Data for this exercise
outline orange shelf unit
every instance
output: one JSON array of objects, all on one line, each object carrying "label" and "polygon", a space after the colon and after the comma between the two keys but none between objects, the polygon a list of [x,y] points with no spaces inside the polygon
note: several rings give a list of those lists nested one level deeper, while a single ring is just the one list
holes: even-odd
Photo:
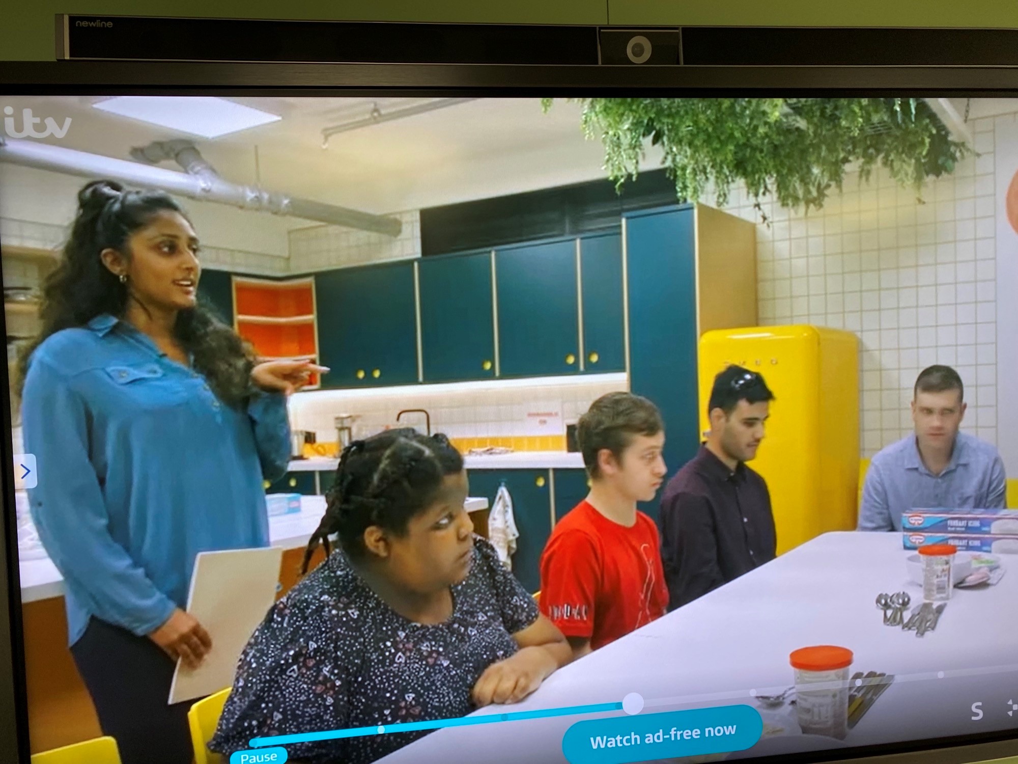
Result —
[{"label": "orange shelf unit", "polygon": [[[233,277],[233,326],[265,360],[318,363],[315,277],[269,281]],[[318,375],[304,389],[321,384]]]}]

Your goal
Rewrite the material above with "every instance" replaced by "all instances" and nothing else changed. Leave the pictures out.

Written answer
outline orange shelf unit
all instances
output: one JSON array of objects, all on one line, each object carrying "label" and "polygon", a space after the colon and after the comma between the two keys but none between objects, the polygon a list of [x,y] points with no spaces inside the polygon
note: several rings give a list of those lists nested one level deeper, while a single ring is just the one list
holes: even-odd
Photo:
Result —
[{"label": "orange shelf unit", "polygon": [[[233,277],[233,326],[265,360],[318,363],[315,277],[269,281]],[[318,375],[304,389],[321,384]]]}]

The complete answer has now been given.